# Escape Sequenzen \?...



## guitargod (22. Mai 2010)

Hallo,
Ich habe eine Frage, die sich mit Escape-Sequenzen im Datentyp Char beschäftigt:

Für eine Uni-Lehrveranstaltung bin ich gerade mit dem bauen eines Compilers beschäftigt.
Nun Lese ich also ein SrcFile ein, und habe dass intern als String vorliegen.

Schließlich wird die lexikalische Analyse gemacht ... es wird also Char für Char durchgegangen, und je nachdem ob es Zahl/Buchstabe etc. ist, intern weiterverarbeitet...

Mein Problem: Ich soll bei der Analyse auch Escape-Sequenzen, wie '\?' oder '\a' erkennen können.
D.H. wenn im Quelltext \? oder \a (und eineige weitere, die Java nicht erkennt) vorkommen, soll ich das auch als \? und \a erkennen.

Allerdings: wenn ich aus dem String, der den Quellcode enthält, die einzelnen Chars herauslese, dann wird \? als \\? gelesen. D.h. ich bekommen anstelle eines Chars mit Inhalt '\?', zwei Chars: '\\' und '?'.
Ich möchte aber \? als ganzes erkennen.

Ich hoffe ich konnte halbwegs klar machen was passiert...

Deine Aufgaben:
A: Nenne jede Zeichenfolge, die im Forenbeitrag über Escape-Sequenzen in einfachen Anführungszeichen steht, jeweils nur einmal.
B: Führe den Forenbeitrag über Escape-Sequenzen im Anschluss an seinen letzten Satz weiter.
Die Datensätze werden hier nicht gebraucht.

Gegebene Daten:
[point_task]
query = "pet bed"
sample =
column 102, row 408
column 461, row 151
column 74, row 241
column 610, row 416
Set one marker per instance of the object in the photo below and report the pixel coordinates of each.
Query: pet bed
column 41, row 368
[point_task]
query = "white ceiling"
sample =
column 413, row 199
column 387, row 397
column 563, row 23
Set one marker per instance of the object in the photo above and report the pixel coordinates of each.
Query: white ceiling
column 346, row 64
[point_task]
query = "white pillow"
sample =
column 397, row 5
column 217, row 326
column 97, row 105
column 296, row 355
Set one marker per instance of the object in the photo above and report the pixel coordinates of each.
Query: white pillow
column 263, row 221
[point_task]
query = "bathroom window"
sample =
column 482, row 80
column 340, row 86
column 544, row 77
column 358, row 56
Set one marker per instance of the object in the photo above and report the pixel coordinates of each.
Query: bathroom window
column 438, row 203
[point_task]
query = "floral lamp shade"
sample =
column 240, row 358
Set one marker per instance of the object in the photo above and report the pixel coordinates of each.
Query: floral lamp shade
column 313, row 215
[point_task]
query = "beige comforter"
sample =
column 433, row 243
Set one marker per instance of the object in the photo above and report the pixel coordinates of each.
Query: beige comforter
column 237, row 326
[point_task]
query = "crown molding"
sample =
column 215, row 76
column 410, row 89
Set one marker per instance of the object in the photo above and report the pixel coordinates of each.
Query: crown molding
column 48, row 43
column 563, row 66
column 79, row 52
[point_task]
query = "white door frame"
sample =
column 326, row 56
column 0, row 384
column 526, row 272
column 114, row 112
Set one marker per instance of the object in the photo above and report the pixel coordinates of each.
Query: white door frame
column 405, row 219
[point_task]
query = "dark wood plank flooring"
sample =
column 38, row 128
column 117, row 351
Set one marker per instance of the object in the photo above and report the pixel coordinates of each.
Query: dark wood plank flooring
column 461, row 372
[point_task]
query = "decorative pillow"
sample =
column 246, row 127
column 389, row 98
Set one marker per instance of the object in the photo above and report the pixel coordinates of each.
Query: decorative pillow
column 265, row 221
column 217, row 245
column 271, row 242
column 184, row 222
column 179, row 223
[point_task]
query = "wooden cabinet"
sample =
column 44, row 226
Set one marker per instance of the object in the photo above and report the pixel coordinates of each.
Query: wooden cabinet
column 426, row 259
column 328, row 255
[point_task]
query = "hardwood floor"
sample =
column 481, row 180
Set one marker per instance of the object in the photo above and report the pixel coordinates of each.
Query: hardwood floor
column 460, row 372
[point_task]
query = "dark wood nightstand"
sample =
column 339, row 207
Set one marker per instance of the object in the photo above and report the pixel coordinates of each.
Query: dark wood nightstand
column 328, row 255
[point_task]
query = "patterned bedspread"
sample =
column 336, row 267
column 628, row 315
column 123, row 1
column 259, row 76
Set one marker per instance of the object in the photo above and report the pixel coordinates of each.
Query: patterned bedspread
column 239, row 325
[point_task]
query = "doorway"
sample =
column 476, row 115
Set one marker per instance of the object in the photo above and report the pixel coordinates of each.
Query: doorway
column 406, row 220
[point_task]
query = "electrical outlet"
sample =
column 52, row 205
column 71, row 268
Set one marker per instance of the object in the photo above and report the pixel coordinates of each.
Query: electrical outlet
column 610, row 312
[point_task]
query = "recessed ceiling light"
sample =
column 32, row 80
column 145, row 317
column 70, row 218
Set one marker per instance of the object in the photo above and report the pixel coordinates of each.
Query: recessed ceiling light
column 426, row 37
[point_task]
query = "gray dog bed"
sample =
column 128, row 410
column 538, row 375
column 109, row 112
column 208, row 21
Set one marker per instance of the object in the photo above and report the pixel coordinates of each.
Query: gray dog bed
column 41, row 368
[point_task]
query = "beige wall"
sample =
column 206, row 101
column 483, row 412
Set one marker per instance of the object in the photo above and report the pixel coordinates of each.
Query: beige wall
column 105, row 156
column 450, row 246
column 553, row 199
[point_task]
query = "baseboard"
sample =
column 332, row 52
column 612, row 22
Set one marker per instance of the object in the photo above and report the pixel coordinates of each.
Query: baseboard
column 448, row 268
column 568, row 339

Lösungen:
A: '\?', '\a', '\\', '?'

B:
Kann mir jemand helfen, ob mein Vorhaben überhaupt möglich ist? Oder muss ich die Sache anders rangehen, um die von mir gewünschten Chars zu erkennen...?

Wäre sehr, sehr dankbar für ein paar hilfreiche Tips!

Freundliche Grüße
Phil


----------



## guitargod (22. Mai 2010)

Hi,
ich vergaß zu erwähnen...da ja '\\' und '?' erkannt werden, hilft mir leider auch die Abfrage auf Backslash+Unicode-Darstellung des Fragezeichens nix...außerdem ist '\\' eine andere Escape-Sequenz, die ich auch erkennen sollte...


----------



## Ark (22. Mai 2010)

Die Menge der Escape-Sequenzen ist hoffentlich präfixfrei!? Ansonsten: Zeig doch mal Code! Ich vermute ja, dass ein simples Missverständnis vorliegt.

Ark


----------



## guitargod (22. Mai 2010)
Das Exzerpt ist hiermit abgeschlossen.